• [PROVIDED MATERIAL]:
** begin **
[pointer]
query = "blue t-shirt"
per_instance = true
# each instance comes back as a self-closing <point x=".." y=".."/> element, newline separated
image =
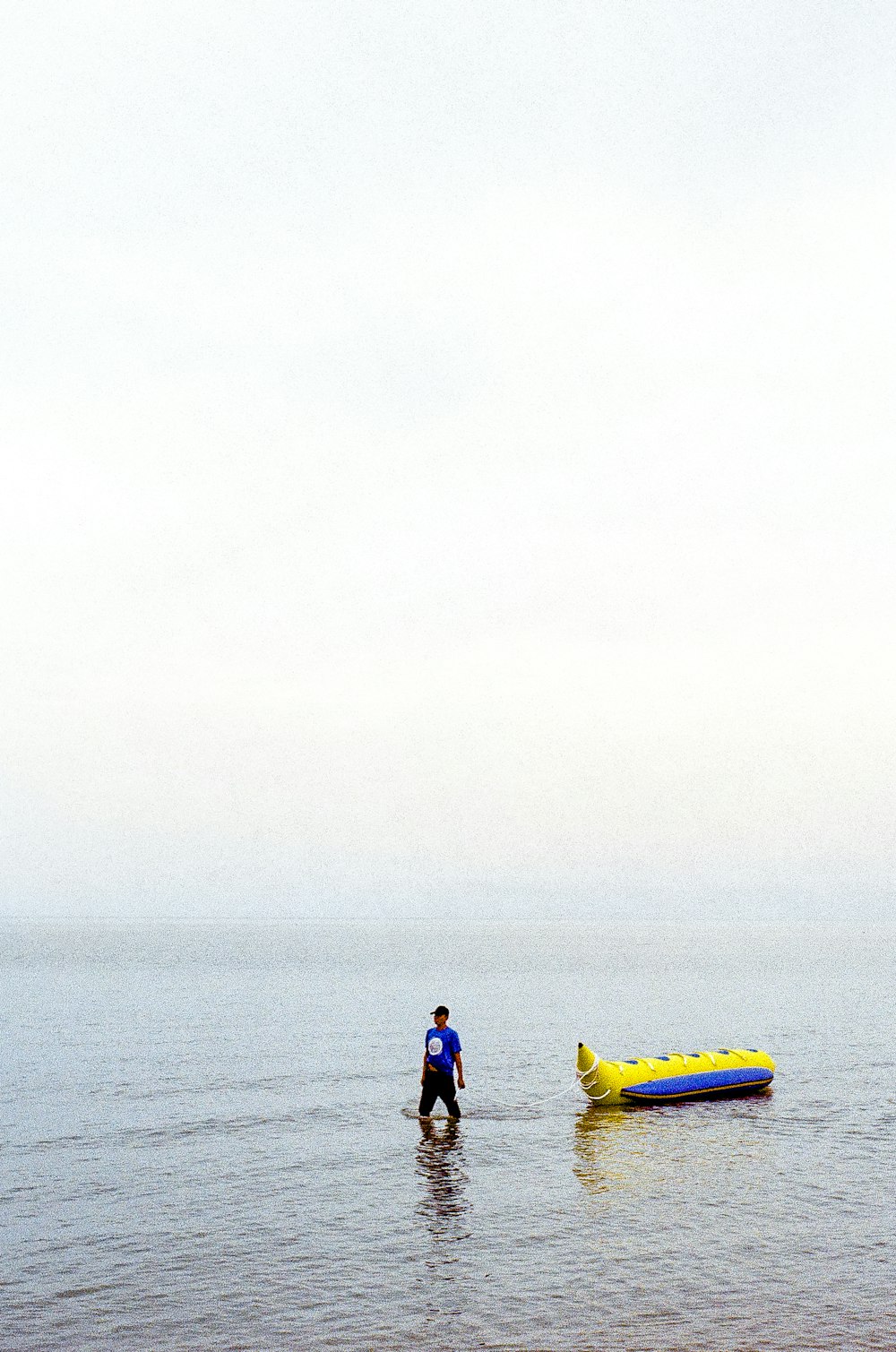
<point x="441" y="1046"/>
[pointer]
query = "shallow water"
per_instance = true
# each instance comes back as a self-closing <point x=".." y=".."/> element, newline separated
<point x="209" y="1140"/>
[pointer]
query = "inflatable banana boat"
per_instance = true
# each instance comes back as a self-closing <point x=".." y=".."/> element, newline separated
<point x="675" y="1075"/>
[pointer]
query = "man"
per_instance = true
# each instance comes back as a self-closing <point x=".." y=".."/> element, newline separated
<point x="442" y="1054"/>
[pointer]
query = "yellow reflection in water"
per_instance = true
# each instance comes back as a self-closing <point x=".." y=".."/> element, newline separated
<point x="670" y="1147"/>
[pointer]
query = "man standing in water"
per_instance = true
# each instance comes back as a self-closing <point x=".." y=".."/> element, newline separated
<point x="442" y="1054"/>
** end **
• [CHALLENGE]: Print the full listing exactly, dropping the pictures.

• [RESULT FOR THIS EXERCISE]:
[pointer]
query = "blue t-shirt"
per_instance = true
# each instance comes back as a self-closing <point x=".." y=".."/> element, newline separated
image =
<point x="441" y="1046"/>
[pointer]
query = "shallow water"
per_instance = true
# each instance comes back as a self-closing <point x=".." y=".."/> element, newline separated
<point x="209" y="1140"/>
[pointer]
query = "inflatable banana boat"
per_instance = true
# each instance comes back as a self-closing <point x=".." y=".."/> element, newline separated
<point x="675" y="1075"/>
[pointer]
query = "man"
per_instance = true
# each instance comes back as a self-closing <point x=".." y=".."/> element, newline separated
<point x="442" y="1054"/>
[pointer]
query = "yellow reflection in water"
per_instance = true
# each instance comes back as a self-closing <point x=".." y=".."/> element, newline separated
<point x="670" y="1147"/>
[pointer]
query = "man standing in water"
per_instance = true
# each instance comes back as a self-closing <point x=".." y=".."/> element, newline separated
<point x="442" y="1054"/>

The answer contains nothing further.